#### [Requirements]
Copy the lines word for word, starting at the very first line and ending after the line containing "347), (206, 362)]". Leave the pictures out.

#### [Extracted records]
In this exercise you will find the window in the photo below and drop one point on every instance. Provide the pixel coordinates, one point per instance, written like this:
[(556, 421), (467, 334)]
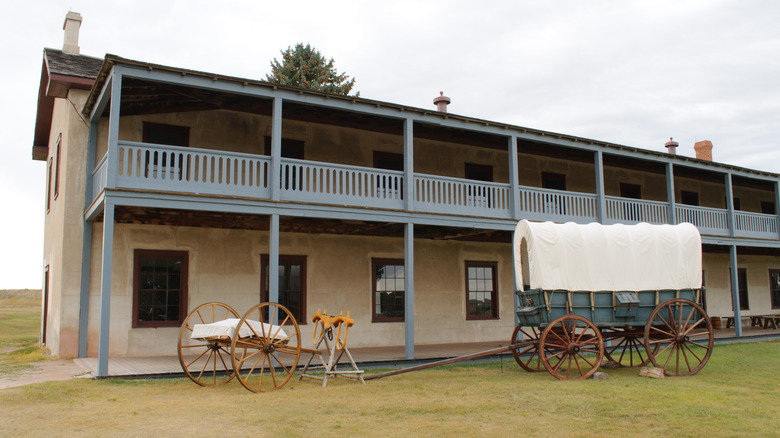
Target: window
[(388, 290), (689, 198), (290, 148), (292, 284), (555, 181), (389, 187), (48, 186), (159, 288), (57, 168), (158, 133), (742, 286), (553, 203), (388, 160), (479, 172), (481, 290), (774, 287), (632, 191)]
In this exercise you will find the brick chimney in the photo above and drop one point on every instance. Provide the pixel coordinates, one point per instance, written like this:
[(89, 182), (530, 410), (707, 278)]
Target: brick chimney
[(703, 150), (71, 27), (441, 102), (671, 146)]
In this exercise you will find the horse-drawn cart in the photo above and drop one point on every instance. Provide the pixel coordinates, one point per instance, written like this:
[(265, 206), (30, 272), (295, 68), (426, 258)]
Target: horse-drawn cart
[(630, 293)]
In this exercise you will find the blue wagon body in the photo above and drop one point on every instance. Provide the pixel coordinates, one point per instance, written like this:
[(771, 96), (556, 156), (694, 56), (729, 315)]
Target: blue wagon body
[(606, 309)]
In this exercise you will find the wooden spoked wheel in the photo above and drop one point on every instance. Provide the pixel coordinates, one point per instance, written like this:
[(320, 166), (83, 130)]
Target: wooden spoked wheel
[(571, 348), (681, 336), (528, 356), (265, 353), (628, 347), (206, 362)]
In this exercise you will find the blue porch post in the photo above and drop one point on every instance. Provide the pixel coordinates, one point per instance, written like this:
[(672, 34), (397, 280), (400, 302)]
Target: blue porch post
[(514, 179), (735, 289), (601, 202), (671, 214), (105, 287), (273, 261), (730, 205), (777, 205), (409, 164), (409, 290), (276, 150)]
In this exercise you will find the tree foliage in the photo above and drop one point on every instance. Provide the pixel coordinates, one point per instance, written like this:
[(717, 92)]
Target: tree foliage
[(305, 67)]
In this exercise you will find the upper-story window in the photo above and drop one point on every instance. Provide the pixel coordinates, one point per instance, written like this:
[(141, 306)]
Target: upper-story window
[(290, 148), (157, 162), (479, 172), (554, 181), (57, 167), (689, 198), (633, 191)]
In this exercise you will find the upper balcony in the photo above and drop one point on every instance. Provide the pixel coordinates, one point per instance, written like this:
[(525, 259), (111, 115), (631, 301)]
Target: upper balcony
[(191, 171)]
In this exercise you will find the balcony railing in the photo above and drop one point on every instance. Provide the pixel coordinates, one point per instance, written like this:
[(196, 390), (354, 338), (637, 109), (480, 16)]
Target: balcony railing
[(199, 171), (556, 205), (458, 196)]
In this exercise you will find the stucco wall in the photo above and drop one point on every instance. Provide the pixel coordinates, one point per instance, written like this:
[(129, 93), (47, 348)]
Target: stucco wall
[(718, 282), (224, 265), (63, 225)]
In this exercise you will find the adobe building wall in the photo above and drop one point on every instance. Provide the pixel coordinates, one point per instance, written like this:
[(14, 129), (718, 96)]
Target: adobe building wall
[(224, 265), (718, 282), (63, 227)]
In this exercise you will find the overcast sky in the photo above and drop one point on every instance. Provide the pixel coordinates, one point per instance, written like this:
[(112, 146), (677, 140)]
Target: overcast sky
[(627, 72)]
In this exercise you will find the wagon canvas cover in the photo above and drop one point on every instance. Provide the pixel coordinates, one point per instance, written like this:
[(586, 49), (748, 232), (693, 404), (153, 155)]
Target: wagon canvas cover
[(597, 257)]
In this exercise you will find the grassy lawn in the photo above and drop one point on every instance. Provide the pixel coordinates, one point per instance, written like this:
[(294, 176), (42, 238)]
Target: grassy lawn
[(20, 320), (736, 394)]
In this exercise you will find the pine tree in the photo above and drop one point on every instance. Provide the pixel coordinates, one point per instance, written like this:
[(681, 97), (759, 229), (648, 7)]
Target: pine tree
[(305, 67)]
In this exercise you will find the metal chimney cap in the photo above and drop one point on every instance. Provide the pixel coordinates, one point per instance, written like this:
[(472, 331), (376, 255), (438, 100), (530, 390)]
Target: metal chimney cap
[(441, 102)]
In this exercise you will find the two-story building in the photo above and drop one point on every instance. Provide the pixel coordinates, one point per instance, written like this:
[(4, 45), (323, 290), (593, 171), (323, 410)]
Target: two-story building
[(168, 188)]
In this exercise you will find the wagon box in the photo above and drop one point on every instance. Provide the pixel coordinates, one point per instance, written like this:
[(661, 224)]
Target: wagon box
[(636, 288)]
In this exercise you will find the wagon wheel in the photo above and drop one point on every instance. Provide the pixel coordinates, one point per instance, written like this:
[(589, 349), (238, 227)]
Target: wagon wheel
[(532, 350), (683, 336), (630, 350), (211, 358), (572, 348), (266, 355)]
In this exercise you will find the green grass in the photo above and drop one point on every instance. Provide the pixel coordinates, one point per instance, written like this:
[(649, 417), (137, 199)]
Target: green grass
[(736, 394), (20, 320)]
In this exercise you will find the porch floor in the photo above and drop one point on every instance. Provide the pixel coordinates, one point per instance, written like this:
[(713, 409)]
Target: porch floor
[(368, 356)]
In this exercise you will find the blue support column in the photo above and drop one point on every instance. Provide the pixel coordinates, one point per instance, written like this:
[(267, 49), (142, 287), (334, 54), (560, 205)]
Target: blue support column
[(514, 179), (735, 289), (777, 205), (276, 150), (671, 214), (409, 290), (409, 164), (105, 287), (273, 260), (601, 202), (730, 205)]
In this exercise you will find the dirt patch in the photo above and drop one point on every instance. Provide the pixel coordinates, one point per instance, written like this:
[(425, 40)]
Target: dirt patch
[(44, 372)]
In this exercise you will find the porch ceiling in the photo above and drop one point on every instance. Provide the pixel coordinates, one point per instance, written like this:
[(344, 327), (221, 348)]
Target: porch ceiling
[(289, 224)]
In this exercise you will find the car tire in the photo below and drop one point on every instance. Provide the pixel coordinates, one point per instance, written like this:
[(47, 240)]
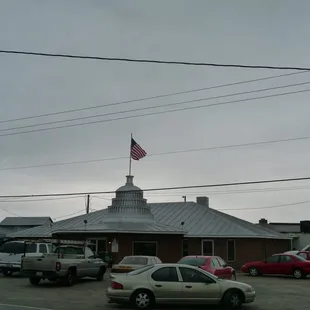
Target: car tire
[(70, 278), (34, 281), (101, 273), (7, 273), (143, 299), (232, 300), (298, 273), (253, 272)]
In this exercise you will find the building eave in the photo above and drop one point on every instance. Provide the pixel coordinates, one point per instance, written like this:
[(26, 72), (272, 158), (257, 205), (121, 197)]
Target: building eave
[(113, 231), (238, 237)]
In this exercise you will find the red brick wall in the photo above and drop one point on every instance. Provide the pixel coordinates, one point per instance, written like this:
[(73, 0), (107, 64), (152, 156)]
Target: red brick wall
[(169, 247), (245, 249)]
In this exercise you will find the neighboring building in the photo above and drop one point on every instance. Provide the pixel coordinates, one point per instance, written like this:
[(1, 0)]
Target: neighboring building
[(14, 224), (169, 230), (299, 232)]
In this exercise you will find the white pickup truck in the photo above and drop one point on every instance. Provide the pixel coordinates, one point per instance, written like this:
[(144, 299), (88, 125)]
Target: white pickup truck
[(67, 263), (11, 253)]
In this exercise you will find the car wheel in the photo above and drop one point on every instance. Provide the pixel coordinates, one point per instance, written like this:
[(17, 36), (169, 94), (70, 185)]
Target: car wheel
[(143, 299), (253, 272), (7, 273), (34, 281), (232, 300), (298, 273), (100, 274), (70, 278)]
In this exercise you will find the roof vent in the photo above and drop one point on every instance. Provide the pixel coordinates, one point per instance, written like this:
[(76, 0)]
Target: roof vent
[(263, 221), (203, 200)]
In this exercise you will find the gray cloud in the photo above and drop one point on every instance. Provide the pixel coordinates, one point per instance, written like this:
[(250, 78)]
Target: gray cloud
[(242, 32)]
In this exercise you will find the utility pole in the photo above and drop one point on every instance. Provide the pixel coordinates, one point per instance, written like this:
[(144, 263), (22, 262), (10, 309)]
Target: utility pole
[(87, 204)]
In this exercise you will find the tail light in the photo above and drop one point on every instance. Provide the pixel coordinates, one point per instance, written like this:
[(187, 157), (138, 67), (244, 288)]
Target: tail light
[(58, 266), (116, 285)]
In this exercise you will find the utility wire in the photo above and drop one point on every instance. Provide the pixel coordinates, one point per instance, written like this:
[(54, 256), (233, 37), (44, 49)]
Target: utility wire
[(151, 97), (269, 207), (244, 183), (258, 190), (160, 154), (43, 199), (155, 106), (166, 62), (155, 113)]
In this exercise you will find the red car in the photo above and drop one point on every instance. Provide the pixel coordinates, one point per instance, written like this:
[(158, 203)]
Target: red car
[(212, 264), (279, 264), (304, 254)]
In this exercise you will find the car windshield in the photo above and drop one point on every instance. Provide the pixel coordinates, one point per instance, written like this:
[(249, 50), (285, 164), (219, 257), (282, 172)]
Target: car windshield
[(140, 270), (193, 261), (134, 260), (70, 250), (300, 258)]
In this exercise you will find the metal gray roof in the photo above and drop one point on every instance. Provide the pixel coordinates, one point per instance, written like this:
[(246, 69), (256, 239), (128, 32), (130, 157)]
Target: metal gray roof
[(123, 227), (199, 221), (25, 221), (286, 227)]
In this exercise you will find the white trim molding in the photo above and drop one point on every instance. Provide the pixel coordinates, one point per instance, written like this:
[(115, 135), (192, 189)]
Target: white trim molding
[(207, 240), (133, 243), (234, 241)]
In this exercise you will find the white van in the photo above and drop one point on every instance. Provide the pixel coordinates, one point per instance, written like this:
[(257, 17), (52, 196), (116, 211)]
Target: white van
[(11, 253)]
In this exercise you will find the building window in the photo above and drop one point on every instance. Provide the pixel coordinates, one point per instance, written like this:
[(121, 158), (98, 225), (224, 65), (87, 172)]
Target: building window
[(231, 251), (185, 247), (207, 248), (148, 248)]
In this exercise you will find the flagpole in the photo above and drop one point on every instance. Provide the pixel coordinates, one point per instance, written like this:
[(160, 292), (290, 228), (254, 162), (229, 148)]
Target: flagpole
[(130, 155)]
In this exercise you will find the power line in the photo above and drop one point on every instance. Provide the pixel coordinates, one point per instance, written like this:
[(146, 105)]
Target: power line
[(155, 107), (160, 154), (155, 113), (34, 200), (269, 207), (151, 97), (164, 188), (258, 190), (166, 62)]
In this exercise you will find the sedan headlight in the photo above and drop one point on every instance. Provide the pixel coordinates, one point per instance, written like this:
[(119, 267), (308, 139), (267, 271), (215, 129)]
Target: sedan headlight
[(249, 289)]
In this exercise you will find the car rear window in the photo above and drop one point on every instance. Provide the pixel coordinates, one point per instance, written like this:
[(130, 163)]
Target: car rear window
[(134, 260), (300, 258), (140, 270), (67, 250), (193, 261)]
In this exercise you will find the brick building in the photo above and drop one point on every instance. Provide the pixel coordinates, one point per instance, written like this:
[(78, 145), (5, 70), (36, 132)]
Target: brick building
[(131, 226)]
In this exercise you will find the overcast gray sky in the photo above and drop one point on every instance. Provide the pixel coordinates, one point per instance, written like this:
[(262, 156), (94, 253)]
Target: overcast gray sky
[(248, 32)]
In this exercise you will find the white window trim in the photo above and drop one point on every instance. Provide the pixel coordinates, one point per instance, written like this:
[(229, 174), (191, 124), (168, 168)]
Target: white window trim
[(207, 240), (183, 245), (133, 243), (229, 240)]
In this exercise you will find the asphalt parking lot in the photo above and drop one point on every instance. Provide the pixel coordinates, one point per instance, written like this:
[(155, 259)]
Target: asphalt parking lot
[(17, 294)]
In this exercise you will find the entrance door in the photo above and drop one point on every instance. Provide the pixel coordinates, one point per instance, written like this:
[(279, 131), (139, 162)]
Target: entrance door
[(147, 248)]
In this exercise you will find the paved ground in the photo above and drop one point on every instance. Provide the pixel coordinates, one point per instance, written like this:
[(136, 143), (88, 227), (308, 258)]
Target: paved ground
[(17, 294)]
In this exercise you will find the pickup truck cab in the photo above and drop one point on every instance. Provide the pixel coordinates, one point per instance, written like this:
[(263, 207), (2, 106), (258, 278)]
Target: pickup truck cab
[(11, 253), (304, 254), (67, 263)]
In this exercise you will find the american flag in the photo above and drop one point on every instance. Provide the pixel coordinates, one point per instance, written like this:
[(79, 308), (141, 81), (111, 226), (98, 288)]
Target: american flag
[(137, 152)]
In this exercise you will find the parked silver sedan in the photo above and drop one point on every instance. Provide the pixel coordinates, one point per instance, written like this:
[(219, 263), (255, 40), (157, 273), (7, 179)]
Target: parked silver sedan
[(130, 263), (177, 284)]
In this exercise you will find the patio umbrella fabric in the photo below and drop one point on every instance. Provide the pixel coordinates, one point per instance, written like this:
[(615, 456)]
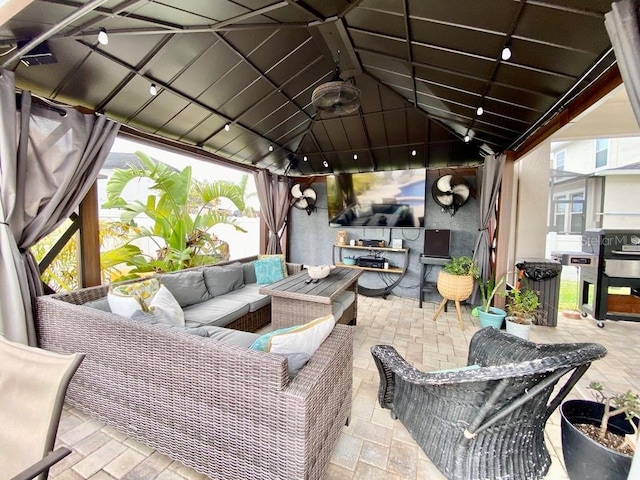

#### [Full answer]
In this exercise you will find the window in the photo below and drop one point on every instance. Provide the pixel coordinates, one point per instance, written like this:
[(556, 421), (467, 334)]
Target: window
[(388, 290), (689, 198), (290, 148), (292, 284), (555, 181), (389, 187), (48, 186), (159, 288), (57, 168), (158, 133), (742, 286), (553, 203), (388, 160), (479, 172), (481, 290), (774, 287), (632, 191)]
In this exercise you will find the brick chimney in the photo above and drop one point on every instance. Provide the pixel coordinates, one point per instance, written like this:
[(89, 182), (530, 410), (707, 278)]
Target: brick chimney
[(703, 150), (71, 27), (441, 102), (671, 146)]
In this exercise you will find the horse-drawn cart in the photo above and drop one point on every instance. Provide the pixel coordinates, one point per instance, written like this:
[(265, 206), (30, 272), (295, 68), (426, 258)]
Target: horse-drawn cart
[(630, 293)]
In this exercise you will find the blue wagon body in the photo above and drop one point on every instance. Provide the pixel coordinates, one point per instance, written like this:
[(771, 96), (556, 156), (694, 56), (729, 315)]
Target: blue wagon body
[(606, 309)]
In this exercise you will find the wooden spoked wheel in the photo above and drop one point on every instance. Provide the pixel coordinates, one point per instance, written like this:
[(320, 166), (83, 130)]
Target: wooden spoked wheel
[(571, 348), (681, 336), (528, 356), (265, 353), (628, 347), (206, 362)]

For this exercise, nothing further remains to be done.